--- WHAT TO PRODUCE ---
Reproduce the records below with "space-separated" swapped for "whitespace-delimited" everywhere it occurs, keeping every other character the same.

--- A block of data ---
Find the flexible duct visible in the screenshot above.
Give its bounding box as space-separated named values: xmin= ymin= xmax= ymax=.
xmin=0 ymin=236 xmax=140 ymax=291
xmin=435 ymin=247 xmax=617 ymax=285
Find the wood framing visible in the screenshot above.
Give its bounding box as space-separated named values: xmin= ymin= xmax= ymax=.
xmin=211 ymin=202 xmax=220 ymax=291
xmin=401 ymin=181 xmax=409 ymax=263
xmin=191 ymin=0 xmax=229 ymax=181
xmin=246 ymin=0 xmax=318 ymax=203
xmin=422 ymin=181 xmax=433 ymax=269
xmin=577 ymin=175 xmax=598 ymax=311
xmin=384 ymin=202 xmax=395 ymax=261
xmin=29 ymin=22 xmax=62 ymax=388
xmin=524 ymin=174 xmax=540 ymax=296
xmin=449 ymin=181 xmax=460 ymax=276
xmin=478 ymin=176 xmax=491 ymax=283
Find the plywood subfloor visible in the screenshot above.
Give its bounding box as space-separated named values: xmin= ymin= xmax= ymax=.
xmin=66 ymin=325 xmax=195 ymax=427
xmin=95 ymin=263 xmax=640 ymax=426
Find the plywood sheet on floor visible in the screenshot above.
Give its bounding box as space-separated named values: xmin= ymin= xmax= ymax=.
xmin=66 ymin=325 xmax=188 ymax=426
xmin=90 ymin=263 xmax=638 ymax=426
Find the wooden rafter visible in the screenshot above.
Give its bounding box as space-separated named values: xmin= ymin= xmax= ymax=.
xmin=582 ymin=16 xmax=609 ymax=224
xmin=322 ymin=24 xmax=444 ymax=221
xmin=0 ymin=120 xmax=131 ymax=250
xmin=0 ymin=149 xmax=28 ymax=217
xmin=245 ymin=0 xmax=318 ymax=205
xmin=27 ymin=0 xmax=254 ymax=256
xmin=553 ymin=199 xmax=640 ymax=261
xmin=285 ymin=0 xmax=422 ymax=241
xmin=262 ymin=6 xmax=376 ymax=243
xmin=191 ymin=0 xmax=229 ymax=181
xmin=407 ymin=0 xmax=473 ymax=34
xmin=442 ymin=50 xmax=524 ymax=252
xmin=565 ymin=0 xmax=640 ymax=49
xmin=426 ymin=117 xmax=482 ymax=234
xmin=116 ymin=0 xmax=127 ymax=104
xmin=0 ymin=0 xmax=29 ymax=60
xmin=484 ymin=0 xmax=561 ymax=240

--- FINAL RESULT ---
Find the flexible duct visible in the screenshot above.
Give its bounding box as whitespace-delimited named values: xmin= ymin= xmax= ymax=.
xmin=0 ymin=236 xmax=140 ymax=291
xmin=435 ymin=247 xmax=617 ymax=285
Find the wood framing visible in the screenshot above.
Give its bounding box as whitespace-delimited named values: xmin= ymin= xmax= ymax=.
xmin=211 ymin=202 xmax=220 ymax=291
xmin=401 ymin=181 xmax=409 ymax=263
xmin=191 ymin=0 xmax=229 ymax=181
xmin=246 ymin=0 xmax=318 ymax=203
xmin=422 ymin=181 xmax=433 ymax=269
xmin=577 ymin=175 xmax=598 ymax=311
xmin=384 ymin=202 xmax=395 ymax=261
xmin=29 ymin=22 xmax=62 ymax=388
xmin=524 ymin=174 xmax=540 ymax=296
xmin=449 ymin=181 xmax=460 ymax=276
xmin=478 ymin=176 xmax=491 ymax=283
Find the plywood subfloor visible in the screenshot above.
Give its bounding box as whitespace-delimited named values: xmin= ymin= xmax= ymax=.
xmin=66 ymin=325 xmax=195 ymax=427
xmin=95 ymin=263 xmax=640 ymax=426
Find the plywood sheet on floor visible in the screenshot above.
Give its bounding box as whitespace-delimited named values: xmin= ymin= xmax= ymax=.
xmin=66 ymin=325 xmax=188 ymax=426
xmin=90 ymin=263 xmax=638 ymax=426
Find the wooden rafter visible in the screenshot above.
Give its bounding box as whitespace-delimited named values: xmin= ymin= xmax= ymax=.
xmin=582 ymin=16 xmax=609 ymax=224
xmin=322 ymin=24 xmax=444 ymax=221
xmin=0 ymin=120 xmax=131 ymax=250
xmin=0 ymin=149 xmax=28 ymax=217
xmin=245 ymin=0 xmax=318 ymax=205
xmin=27 ymin=0 xmax=254 ymax=256
xmin=553 ymin=199 xmax=640 ymax=261
xmin=285 ymin=0 xmax=422 ymax=241
xmin=262 ymin=6 xmax=376 ymax=243
xmin=191 ymin=0 xmax=229 ymax=181
xmin=407 ymin=0 xmax=473 ymax=34
xmin=442 ymin=50 xmax=524 ymax=252
xmin=565 ymin=0 xmax=640 ymax=49
xmin=426 ymin=117 xmax=482 ymax=234
xmin=116 ymin=0 xmax=127 ymax=104
xmin=0 ymin=0 xmax=29 ymax=60
xmin=484 ymin=0 xmax=561 ymax=240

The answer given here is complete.